**Opdracht**
Druk alle onderstaande gegevens af, regel voor regel en zonder iets te veranderen.

**Invoergegevens**
+ + + +
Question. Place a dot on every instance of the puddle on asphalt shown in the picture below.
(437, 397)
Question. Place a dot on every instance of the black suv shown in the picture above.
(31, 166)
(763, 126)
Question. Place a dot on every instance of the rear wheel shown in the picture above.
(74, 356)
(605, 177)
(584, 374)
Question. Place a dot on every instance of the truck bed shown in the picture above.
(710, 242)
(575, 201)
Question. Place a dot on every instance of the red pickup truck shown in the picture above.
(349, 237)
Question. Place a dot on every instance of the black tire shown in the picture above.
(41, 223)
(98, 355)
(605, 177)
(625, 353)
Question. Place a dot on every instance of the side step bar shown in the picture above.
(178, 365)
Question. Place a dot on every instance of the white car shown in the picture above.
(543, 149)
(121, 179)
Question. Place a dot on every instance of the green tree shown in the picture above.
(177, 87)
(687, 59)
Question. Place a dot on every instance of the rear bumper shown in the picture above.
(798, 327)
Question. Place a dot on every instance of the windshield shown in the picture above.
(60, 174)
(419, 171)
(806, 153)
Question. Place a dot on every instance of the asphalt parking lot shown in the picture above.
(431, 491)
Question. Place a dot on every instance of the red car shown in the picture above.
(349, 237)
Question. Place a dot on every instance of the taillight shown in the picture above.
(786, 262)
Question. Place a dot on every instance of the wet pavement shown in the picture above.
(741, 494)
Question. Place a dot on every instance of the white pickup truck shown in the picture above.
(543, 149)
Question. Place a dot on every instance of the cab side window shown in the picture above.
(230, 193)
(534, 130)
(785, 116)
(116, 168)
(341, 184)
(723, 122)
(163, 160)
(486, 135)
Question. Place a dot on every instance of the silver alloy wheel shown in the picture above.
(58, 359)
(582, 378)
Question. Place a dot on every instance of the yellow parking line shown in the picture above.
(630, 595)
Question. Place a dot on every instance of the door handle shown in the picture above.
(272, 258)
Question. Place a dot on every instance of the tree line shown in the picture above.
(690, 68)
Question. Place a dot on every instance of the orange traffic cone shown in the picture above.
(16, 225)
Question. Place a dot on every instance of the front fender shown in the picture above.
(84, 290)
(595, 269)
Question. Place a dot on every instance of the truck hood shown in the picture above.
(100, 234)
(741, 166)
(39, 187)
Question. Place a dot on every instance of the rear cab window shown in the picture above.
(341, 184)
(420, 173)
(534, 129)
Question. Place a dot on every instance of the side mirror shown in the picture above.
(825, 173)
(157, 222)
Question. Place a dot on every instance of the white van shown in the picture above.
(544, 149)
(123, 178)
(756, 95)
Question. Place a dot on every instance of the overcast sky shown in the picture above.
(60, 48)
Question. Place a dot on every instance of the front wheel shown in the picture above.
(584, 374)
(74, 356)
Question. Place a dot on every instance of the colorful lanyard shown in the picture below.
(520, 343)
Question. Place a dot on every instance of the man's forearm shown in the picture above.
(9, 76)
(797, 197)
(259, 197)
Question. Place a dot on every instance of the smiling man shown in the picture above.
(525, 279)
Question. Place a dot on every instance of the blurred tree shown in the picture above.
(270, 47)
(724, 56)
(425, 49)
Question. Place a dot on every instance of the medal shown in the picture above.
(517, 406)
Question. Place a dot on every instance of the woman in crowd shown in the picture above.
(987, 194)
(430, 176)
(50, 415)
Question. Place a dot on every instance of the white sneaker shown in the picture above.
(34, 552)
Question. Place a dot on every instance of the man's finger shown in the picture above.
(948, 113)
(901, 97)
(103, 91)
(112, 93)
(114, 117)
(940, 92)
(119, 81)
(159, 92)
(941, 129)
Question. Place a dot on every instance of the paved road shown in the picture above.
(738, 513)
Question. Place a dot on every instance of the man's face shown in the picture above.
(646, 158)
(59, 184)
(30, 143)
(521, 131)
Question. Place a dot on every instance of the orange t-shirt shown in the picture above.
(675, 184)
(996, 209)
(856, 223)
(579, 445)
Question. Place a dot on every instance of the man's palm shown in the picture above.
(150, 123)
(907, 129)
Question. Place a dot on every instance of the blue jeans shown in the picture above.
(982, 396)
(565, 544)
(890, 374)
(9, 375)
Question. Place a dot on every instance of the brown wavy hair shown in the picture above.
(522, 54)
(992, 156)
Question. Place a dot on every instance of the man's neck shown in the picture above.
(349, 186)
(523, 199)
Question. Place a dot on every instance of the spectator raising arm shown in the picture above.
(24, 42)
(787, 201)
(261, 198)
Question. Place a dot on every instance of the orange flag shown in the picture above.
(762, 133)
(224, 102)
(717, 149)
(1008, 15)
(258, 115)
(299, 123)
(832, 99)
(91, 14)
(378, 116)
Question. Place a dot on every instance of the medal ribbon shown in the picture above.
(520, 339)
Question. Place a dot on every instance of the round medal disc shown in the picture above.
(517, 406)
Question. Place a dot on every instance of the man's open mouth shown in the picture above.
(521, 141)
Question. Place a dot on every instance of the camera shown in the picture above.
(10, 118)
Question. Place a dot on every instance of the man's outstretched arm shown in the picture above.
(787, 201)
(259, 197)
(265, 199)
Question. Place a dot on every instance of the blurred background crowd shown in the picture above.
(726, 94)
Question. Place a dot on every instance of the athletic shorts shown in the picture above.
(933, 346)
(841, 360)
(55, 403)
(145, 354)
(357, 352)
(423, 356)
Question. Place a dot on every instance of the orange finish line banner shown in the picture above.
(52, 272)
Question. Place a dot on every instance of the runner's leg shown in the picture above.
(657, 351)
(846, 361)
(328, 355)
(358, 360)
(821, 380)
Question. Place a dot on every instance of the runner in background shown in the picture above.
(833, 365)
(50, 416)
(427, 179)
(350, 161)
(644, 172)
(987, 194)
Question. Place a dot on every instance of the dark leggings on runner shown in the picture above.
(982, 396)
+ + + +
**Antwoord**
Question. Place a dot on every instance of the puddle on asphalt shown in the picture below.
(437, 397)
Question. Place a dot on every instance of the black suv shown in the picture above.
(31, 166)
(763, 126)
Question. Place a dot on every instance of the rear wheel shown in the picture above.
(74, 356)
(605, 177)
(584, 374)
Question. Place a dot on every instance of the truck bed shown in the picture above.
(710, 242)
(575, 201)
Question. Place a dot on every instance of the red pickup truck shown in the picture above.
(349, 237)
Question. Place a dot on every instance of the black tire shown in the picture above.
(41, 223)
(98, 355)
(605, 177)
(625, 353)
Question. Place a dot on every instance of the side step bar shown in the picture above.
(178, 365)
Question. Place a dot on every instance of the white car shown in the picture above.
(543, 149)
(121, 179)
Question. Place a dot on every instance of the green tree shown in the picture above.
(177, 87)
(687, 59)
Question. Place a dot on every instance of the rear bumper shown in the picture above.
(798, 327)
Question. Place a dot on every instance of the windshield shown in the picture above.
(60, 174)
(419, 171)
(806, 153)
Question. Place a dot on every instance of the asphalt parking lot shown in the picture above.
(431, 491)
Question. Place a dot on every instance of the red car shown in the picture above.
(349, 237)
Question. Place a dot on every instance of the taillight shown in the picture above.
(786, 262)
Question. Place a dot on every instance of the wet pavement shown in the picture above.
(741, 494)
Question. Place a dot on every instance of the white pickup truck shown in the picture above.
(543, 149)
Question. Place a dot on every instance of the cab side window shown in the picture above.
(230, 193)
(534, 130)
(785, 116)
(116, 168)
(341, 184)
(723, 122)
(163, 160)
(486, 135)
Question. Place a dot on every instance of the silver alloy wheel shown in the picture above.
(58, 359)
(582, 378)
Question. Place a dot on every instance of the yellow parking line shown in the picture above.
(630, 595)
Question. Place a dot on every instance of the door handle shown in the picture above.
(272, 258)
Question. Place a dot on every instance of the tree line shown in the picture above.
(690, 68)
Question. Place a dot on every instance of the orange traffic cone shown in the picture above.
(16, 225)
Question. Place a dot on every instance of the front fender shown in the picture above.
(84, 290)
(595, 269)
Question. Place a dot on every instance of the truck hood shown in the picture above.
(100, 234)
(741, 166)
(39, 187)
Question. Place a dot on every instance of the rear cab window shown in the picture above.
(341, 184)
(420, 173)
(534, 129)
Question. Place a dot on every instance of the side mirror shown in the picture above.
(825, 173)
(157, 222)
Question. Place a dot on every instance of the white van shown in the picture above.
(544, 149)
(123, 178)
(756, 95)
Question. Place a dot on every instance of the overcast sky shown in the picture above.
(60, 48)
Question. Place a dot on every instance of the front wheel shown in the picture above.
(584, 374)
(74, 356)
Question. Place a dot on every instance of the colorful lanyard shown in the picture below.
(520, 343)
Question. Place a dot on every instance of the man's forearm shown in the picture above.
(9, 76)
(797, 197)
(259, 197)
Question. Place a dot on every instance of the smiling man shown in the picture above.
(525, 279)
Question. Place a dot on every instance of the blurred tree shown in the picture above.
(270, 47)
(724, 56)
(425, 49)
Question. Place a dot on every instance of the medal shown in the picture above.
(517, 406)
Question. Place a dot on every instance of the woman in crowd shown in the picture above.
(987, 194)
(430, 176)
(50, 415)
Question. Place a dot on every instance of the white sneaker shown in the picture above.
(34, 552)
Question. Place a dot on every instance of the man's finger shown in the picture above.
(948, 113)
(901, 97)
(103, 91)
(112, 93)
(114, 117)
(940, 92)
(119, 81)
(159, 92)
(941, 129)
Question. Place a dot on every instance of the paved road shown in the picture above.
(738, 513)
Question. Place a dot on every instance of the man's face shown in the picture above.
(646, 158)
(59, 184)
(30, 143)
(521, 131)
Question. Place a dot on every instance of the orange t-shirt shown in the picture above.
(675, 184)
(996, 209)
(856, 223)
(579, 445)
Question. Place a dot on every instance of the man's palm shown in the picture above.
(150, 123)
(907, 129)
Question. Place a dot on every instance of the blue jeans shown in the picture above.
(982, 396)
(565, 544)
(890, 374)
(9, 375)
Question. Place a dot on every instance of the brown wavy hair shown in the picture above.
(522, 54)
(992, 156)
Question. Place a dot on every instance of the man's neck shown in the picture above.
(349, 186)
(523, 199)
Question. Place a dot on every instance of the spectator raising arm shown in the picture above.
(24, 42)
(787, 201)
(261, 198)
Question. Place a dot on every instance of the orange flag shown in the picture above.
(762, 133)
(224, 102)
(717, 149)
(1008, 15)
(258, 115)
(299, 123)
(832, 99)
(91, 14)
(378, 116)
Question. Place a dot on every instance of the medal ribbon shown in the picture above.
(520, 339)
Question. Place a dot on every instance of the round medal disc shown in the picture above.
(517, 406)
Question. Place a dot on every instance of the man's open mouth shown in the picture above.
(521, 141)
Question. Place a dot on every instance of the camera shown in the picture above.
(10, 118)
Question. Place a dot on every instance of the man's outstretched arm shown in the picture above.
(787, 201)
(259, 197)
(265, 199)
Question. Place a dot on every instance of the blurred background crowd shown in the picture above.
(726, 94)
Question. Place a dot on every instance of the athletic shorts shown in the picture above.
(933, 346)
(841, 360)
(55, 403)
(145, 354)
(357, 352)
(423, 356)
Question. Place a dot on every instance of the orange finish line banner shown in the picture above.
(52, 272)
Question. Place a dot on every instance of the runner's leg shown in the picture above.
(657, 351)
(846, 361)
(328, 355)
(358, 360)
(821, 380)
Question. Place a dot on every instance of the runner in background shown in the picture above.
(833, 365)
(50, 416)
(427, 179)
(350, 161)
(644, 172)
(987, 194)
Question. Place a dot on every instance of the dark leggings on runner shown in the picture above.
(982, 396)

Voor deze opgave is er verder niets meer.